Extract provided:
§ §

Life & Culture

Botanical secrets from around the world

Shabbat walks led to a career celebrating the natural world


In these troubled times, as we emerge, blinking, from the latest lockdown, we could all do with a bit of comfort.

And comfort in — ahem — spade loads is what you get in Jonathan Drori’s delightful new book, Around The World in 80 Plants, a companion to his previous book, Around The World in 80 Trees.

Both are lavishly illustrated by the French artist Lucille Clerc, gloriously rendering Drori’s plant stories in a wash of colour so that you could almost put your hands on the pages and pick a flower or a leaf.

Drori’s career is long and distinguished, from senior positions at the BBC to many environmental and ecological trusteeships, including Cornwall’s Eden Project, ambassador for the Woodland Trust and one of the Council of Ambassadors for the World Wildlife Fund. He is also chair of the Wingate Trust, which supports Jewish life and learning and awards annual literary prizes. He was awarded a CBE in 2006 and is a former trustee of Kew Gardens.

So he comes to this book with a lifetime of experience and a passion for talking about — and encouraging the preservation of — plants, trees, insects and birds. He brings with him a cheerfully wry sense of humour and a wonderful way of explaining to the previously ignorant the golden nuggets of fact, the “did you knows?” that make the book such fun to read. Just watch one of his four TED talks, viewed more than 3.3 million times, to get a flavour of Drori at his best.

It all began with Shabbat afternoon walks to Richmond Park or Kew Gardens. “Between the ages of about four or five, until I was a teenager, I probably went to Kew at least once every two weeks, all through summer and winter, in every weather”.

§ §

Required tasks:
a) Transcribe the stretch of the article on botanical secrets from "And comfort in" through "of Kew Gardens.".
b) Turn the paragraph of the article on botanical secrets that begins "Drori's career is long and distinguished" into a bulleted list of its main facts.
c) Render this sentence from the article on botanical secrets in Spanish: "It all began with Shabbat afternoon walks to Richmond Park or Kew Gardens."

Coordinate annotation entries
§ §

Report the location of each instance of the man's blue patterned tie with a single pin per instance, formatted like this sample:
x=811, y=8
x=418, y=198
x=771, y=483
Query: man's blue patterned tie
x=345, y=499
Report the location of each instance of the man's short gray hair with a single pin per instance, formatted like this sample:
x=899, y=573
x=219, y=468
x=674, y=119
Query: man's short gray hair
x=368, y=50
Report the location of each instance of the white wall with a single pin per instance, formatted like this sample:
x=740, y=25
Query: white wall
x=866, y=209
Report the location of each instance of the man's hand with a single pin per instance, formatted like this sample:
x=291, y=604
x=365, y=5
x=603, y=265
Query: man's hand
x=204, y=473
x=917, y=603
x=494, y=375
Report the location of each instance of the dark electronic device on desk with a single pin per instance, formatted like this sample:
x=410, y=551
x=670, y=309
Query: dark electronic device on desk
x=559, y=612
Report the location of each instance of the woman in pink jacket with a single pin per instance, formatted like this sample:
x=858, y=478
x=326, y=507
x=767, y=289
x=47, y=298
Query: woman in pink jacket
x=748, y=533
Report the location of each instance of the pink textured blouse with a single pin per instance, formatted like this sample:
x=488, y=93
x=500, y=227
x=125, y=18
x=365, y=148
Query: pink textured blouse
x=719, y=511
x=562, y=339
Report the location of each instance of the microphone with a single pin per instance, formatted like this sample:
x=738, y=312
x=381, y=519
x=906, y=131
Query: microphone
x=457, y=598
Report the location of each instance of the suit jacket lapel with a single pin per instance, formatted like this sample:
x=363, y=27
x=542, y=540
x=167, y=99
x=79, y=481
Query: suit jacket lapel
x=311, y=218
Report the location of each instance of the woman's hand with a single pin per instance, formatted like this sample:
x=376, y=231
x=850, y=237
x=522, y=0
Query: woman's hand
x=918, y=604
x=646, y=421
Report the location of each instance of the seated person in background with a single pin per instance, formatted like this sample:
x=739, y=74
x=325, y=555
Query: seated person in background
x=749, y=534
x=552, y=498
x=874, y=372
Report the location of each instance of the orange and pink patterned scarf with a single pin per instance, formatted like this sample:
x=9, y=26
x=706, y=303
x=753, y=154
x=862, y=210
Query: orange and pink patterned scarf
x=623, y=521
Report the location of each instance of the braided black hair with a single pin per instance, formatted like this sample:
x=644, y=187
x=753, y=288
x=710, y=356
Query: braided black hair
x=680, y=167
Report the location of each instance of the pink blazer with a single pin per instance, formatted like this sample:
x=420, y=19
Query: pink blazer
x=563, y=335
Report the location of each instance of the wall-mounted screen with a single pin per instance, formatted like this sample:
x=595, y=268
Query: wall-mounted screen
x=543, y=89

§ §

Per-task outputs:
a)
And comfort in — ahem — spade loads is what you get in Jonathan Drori’s delightful new book, Around The World in 80 Plants, a companion to his previous book, Around The World in 80 Trees.

Both are lavishly illustrated by the French artist Lucille Clerc, gloriously rendering Drori’s plant stories in a wash of colour so that you could almost put your hands on the pages and pick a flower or a leaf.

Drori’s career is long and distinguished, from senior positions at the BBC to many environmental and ecological trusteeships, including Cornwall’s Eden Project, ambassador for the Woodland Trust and one of the Council of Ambassadors for the World Wildlife Fund. He is also chair of the Wingate Trust, which supports Jewish life and learning and awards annual literary prizes. He was awarded a CBE in 2006 and is a former trustee of Kew Gardens.

b)
- Held senior positions at the BBC
- Served on many environmental and ecological trusts, including Cornwall's Eden Project
- Ambassador for the Woodland Trust
- Member of the World Wildlife Fund's Council of Ambassadors
- Chair of the Wingate Trust, which supports Jewish life and learning and awards annual literary prizes
- Awarded a CBE in 2006
- Former trustee of Kew Gardens

c) Todo empezó con los paseos de las tardes de Shabbat a Richmond Park o a Kew Gardens.